■ WHAT IS NEEDED
Please restate each entry word for word and leave the pictures out.

(Region pointing data)
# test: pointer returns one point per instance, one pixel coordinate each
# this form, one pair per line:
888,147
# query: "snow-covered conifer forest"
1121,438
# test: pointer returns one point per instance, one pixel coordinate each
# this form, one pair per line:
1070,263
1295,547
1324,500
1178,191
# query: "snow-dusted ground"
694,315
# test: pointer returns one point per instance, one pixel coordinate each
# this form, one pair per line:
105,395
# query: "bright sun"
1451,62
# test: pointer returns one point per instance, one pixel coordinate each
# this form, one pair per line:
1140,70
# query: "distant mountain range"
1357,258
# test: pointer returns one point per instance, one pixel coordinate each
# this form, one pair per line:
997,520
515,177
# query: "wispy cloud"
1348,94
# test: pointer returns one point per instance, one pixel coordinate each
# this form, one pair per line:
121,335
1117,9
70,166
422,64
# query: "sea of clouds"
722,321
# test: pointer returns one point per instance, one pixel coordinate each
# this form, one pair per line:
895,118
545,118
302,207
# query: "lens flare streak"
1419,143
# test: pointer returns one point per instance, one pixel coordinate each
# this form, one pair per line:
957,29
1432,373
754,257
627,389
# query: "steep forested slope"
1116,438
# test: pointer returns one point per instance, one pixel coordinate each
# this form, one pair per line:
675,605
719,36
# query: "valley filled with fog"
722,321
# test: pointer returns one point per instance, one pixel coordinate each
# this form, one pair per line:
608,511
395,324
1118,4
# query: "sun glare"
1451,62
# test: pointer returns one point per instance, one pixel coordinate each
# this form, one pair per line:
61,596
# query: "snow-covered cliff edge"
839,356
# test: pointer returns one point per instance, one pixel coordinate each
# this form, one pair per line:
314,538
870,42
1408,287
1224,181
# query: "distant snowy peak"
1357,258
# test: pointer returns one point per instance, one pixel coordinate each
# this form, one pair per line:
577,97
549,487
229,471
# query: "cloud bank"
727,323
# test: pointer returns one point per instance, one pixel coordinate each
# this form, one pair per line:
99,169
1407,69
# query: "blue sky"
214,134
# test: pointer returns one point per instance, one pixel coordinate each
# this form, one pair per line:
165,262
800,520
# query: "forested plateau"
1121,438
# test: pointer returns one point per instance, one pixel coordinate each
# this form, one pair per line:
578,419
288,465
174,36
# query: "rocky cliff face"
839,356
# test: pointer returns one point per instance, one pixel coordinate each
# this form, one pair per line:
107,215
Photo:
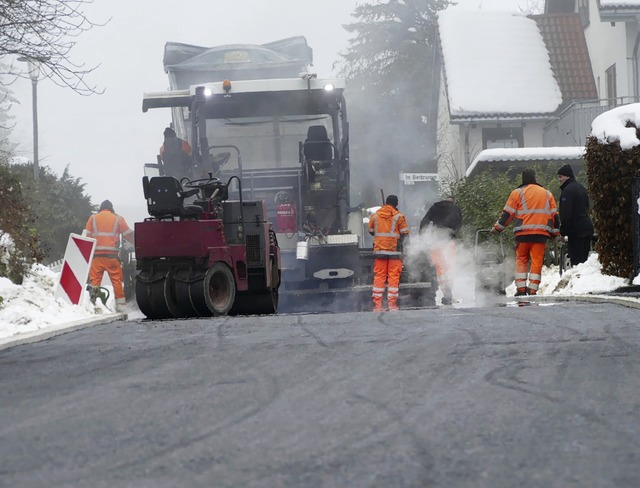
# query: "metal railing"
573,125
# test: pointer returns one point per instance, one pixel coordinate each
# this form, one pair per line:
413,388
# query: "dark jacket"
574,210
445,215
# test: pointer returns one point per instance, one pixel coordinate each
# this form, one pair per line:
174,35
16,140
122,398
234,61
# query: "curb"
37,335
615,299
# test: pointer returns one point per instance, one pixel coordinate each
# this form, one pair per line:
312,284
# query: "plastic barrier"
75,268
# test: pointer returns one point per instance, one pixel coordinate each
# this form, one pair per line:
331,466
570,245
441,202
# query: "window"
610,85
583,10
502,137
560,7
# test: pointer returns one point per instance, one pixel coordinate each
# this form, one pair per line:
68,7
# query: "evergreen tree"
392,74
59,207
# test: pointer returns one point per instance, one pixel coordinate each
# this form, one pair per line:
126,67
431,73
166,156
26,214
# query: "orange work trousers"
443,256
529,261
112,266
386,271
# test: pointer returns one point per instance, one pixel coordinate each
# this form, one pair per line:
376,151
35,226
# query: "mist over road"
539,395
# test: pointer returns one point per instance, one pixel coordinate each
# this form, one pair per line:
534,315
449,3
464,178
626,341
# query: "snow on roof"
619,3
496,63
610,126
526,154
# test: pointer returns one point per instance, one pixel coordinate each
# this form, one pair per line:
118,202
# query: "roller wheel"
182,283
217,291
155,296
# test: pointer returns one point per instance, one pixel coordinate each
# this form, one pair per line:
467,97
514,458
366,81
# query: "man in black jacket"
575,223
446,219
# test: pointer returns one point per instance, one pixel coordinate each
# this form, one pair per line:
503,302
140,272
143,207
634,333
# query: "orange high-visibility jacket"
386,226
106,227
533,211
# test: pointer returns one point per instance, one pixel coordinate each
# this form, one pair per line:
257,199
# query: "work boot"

■ EXPECTED OUTPUT
# test: pointer returns one point per instance, one pixel coordinate each
# this form, one pair per line:
888,147
# query: "snow-covered conifer forest"
1121,438
# test: pointer returns one point per instance, one pixel coordinate each
# this form, one pair per line:
1070,263
1295,547
1324,500
1178,191
# query: "snow-dusted ground"
694,315
# test: pointer returns one point per instance, one pixel coordinate each
# this form, one pair per line:
105,395
# query: "bright sun"
1451,62
# test: pointer returns one point per instance, one pixel coordinate each
# this form, one pair per line:
1140,70
# query: "distant mountain range"
1357,258
# test: pointer returns one point per instance, one pixel coordinate each
# this form, one pair per line:
997,520
515,177
# query: "wispy cloud"
1348,94
# test: pointer returns one point per instance, one pixel coordinate each
# this form, one pair per line:
121,335
1117,9
70,166
422,64
# query: "sea of clouds"
722,321
# test: pointer returns one point per instance, one pixel coordinate each
# this form, one pair per line:
895,118
545,118
302,207
# query: "lens flare streak"
1419,143
# test: pointer returns one point per instance, one pixel coordinate each
# this form, one pair per line:
957,29
1432,373
754,257
627,389
# query: "steep forested slope"
1116,438
# test: pointer returns one point per instance, one pixel coordinate each
# this form, one pair per line:
675,605
719,36
# query: "valley filled with fog"
722,321
# test: pointer returns one point per instance, one pixel coordinate each
# this form, one pair per line:
608,511
395,324
1118,4
# query: "sun glare"
1451,62
# test: pointer returns one point per instance, one pixel coordinate each
# this form, one pair per line:
61,596
# query: "snow-covered cliff edge"
839,356
# test: pointer returns one point per instance, one pixel coordinate each
# this form, one pair per line:
314,538
870,42
1408,287
1224,181
# query: "distant snowy peak"
1357,258
# test: pointer returns one point per instance, one pixel coordinate each
# this form, one pair per line:
577,97
549,487
229,471
# query: "cloud bank"
727,323
# test: pointer returns one point per instance, one pixel coordinate each
# this form, one pair per line:
99,169
1407,69
# query: "blue sky"
214,134
# test: pointer returns one point per instance, one pixel coordinate each
# this form, one pair per line:
165,262
800,520
# query: "forested plateau"
1121,438
# test: pointer returns one point per instance, one pixel coordinate each
# this form, one pair per line:
578,419
288,465
174,36
# query: "rocky cliff face"
839,356
# test: pointer returns one point per instance, one pixel coordinate each
# this form, one pair per line:
107,215
Photo:
# query: "metal railing"
573,125
# test: pointer returns one point per instance, one pixel coordinate each
# this form, one pair per line:
413,388
# query: "dark jacket"
574,210
445,215
# test: pointer returns one point per instance, one pixel coordinate each
# this form, one pair per line:
174,35
16,140
122,398
234,61
# query: "curb"
37,335
615,299
# test: pointer returns one point per instance, one pixel coordinate each
# this form, one pair per line:
312,284
# query: "plastic barrier"
75,268
# test: pointer returns one point per instance, one pixel coordinate each
# this form, one pair per line:
331,466
570,245
441,202
# query: "window"
610,85
583,10
502,137
560,7
# test: pointer returns one point per instance, one pixel coordinate each
# this form, one pair per line:
68,7
# query: "evergreen tree"
392,74
59,207
# test: pointer returns one point per instance, one pixel coordinate each
# this form, one pair per line:
126,67
431,73
166,156
26,214
# query: "orange work trousers"
443,256
529,261
112,266
386,271
# test: pointer returns one point per instance, one pixel coordinate each
# this form, one pair per line:
376,151
35,226
# query: "mist over road"
539,395
# test: pointer returns one point per instance, one pixel coordinate each
# this form, one pair per line:
534,315
449,3
464,178
626,341
# query: "snow on roof"
619,3
496,63
610,126
526,154
# test: pointer returns one point per instance, one pixel coordinate each
# this form, one pair per line:
118,202
# query: "roller wheel"
182,283
217,291
155,296
# test: pointer returns one point per instance, one pixel coordinate each
# this form, one pair per line:
467,97
514,458
366,81
# query: "man in black jacket"
575,223
446,219
# test: pointer returns one point per instance, one pixel coordinate each
# this form, one pair per line:
503,302
140,272
143,207
634,333
# query: "orange high-visibility jacket"
386,226
106,227
533,211
# test: pointer returns one point per instance, one pixel coordinate each
# this form, one pair per line:
257,199
# query: "work boot"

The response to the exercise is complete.